= SET TASK =
Return only this: the line with "of the metal" and all the lines that follow it below, through the final one, exactly as they are.

Pointing and labeling entries:
○ ○ ○ ○ ○

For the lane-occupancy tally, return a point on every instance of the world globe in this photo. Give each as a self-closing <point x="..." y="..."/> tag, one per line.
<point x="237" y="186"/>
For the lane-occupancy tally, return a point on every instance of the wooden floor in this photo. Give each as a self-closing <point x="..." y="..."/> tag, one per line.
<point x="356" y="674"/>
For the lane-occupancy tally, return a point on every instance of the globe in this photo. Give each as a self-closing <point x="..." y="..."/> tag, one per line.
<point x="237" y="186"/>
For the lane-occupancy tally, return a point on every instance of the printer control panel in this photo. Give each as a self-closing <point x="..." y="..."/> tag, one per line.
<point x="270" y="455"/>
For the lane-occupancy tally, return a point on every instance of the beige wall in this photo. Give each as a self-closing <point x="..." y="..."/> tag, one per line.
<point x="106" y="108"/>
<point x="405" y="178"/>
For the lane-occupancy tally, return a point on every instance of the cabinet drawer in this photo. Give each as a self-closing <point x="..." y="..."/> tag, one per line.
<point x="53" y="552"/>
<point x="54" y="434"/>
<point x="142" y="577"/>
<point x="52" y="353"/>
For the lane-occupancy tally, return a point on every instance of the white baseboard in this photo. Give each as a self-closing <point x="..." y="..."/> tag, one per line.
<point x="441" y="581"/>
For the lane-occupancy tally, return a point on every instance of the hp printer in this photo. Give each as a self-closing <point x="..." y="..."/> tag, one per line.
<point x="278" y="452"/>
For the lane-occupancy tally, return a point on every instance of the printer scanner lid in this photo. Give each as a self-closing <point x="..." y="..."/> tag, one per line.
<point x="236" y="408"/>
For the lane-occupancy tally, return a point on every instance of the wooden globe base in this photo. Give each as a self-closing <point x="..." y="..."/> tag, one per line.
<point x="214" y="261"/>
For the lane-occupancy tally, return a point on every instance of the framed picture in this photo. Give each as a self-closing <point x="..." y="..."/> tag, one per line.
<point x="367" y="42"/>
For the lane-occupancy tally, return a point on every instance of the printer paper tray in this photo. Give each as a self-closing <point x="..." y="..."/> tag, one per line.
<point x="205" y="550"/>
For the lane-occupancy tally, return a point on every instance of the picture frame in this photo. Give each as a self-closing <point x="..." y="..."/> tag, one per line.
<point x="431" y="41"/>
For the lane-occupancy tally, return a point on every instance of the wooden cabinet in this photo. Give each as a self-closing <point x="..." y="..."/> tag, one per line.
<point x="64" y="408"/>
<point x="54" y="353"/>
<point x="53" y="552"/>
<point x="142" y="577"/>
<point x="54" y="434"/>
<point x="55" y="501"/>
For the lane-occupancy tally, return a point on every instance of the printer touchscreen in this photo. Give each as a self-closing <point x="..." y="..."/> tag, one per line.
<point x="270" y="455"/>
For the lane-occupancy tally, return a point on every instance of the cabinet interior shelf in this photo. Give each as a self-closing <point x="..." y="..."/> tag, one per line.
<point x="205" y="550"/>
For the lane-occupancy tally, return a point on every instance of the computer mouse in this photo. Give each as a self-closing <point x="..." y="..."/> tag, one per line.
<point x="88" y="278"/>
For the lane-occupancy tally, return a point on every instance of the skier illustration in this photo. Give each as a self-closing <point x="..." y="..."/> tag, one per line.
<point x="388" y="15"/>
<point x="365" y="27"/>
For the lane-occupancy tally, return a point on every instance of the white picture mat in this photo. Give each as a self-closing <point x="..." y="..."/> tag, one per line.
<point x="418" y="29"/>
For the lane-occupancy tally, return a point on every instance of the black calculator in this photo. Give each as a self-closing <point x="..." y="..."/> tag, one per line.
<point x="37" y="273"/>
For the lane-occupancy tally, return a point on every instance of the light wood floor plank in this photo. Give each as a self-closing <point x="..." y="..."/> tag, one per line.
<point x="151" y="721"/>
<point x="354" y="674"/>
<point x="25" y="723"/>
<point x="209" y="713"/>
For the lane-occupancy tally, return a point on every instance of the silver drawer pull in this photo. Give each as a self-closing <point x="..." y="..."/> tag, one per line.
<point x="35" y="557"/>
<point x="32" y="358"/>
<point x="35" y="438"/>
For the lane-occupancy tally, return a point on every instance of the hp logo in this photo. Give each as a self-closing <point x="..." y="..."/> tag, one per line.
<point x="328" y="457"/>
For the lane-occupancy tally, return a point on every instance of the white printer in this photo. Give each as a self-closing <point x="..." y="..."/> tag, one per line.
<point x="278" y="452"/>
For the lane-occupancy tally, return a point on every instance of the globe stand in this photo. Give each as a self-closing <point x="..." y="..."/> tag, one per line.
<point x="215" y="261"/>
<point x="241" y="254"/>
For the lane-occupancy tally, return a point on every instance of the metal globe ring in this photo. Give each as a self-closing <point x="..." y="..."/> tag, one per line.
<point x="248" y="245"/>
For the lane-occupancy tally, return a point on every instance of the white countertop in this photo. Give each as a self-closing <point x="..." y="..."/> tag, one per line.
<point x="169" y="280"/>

○ ○ ○ ○ ○

= FULL ANSWER =
For the lane-occupancy tally, return a point on every instance of the metal globe ring in this photo. Give each as a self-closing <point x="..." y="..."/> tag, one per line.
<point x="248" y="245"/>
For the lane-occupancy tally, return a point on every instance of the white countertop in this photo. Give each as a self-closing <point x="..." y="..."/> tag, one per line.
<point x="169" y="280"/>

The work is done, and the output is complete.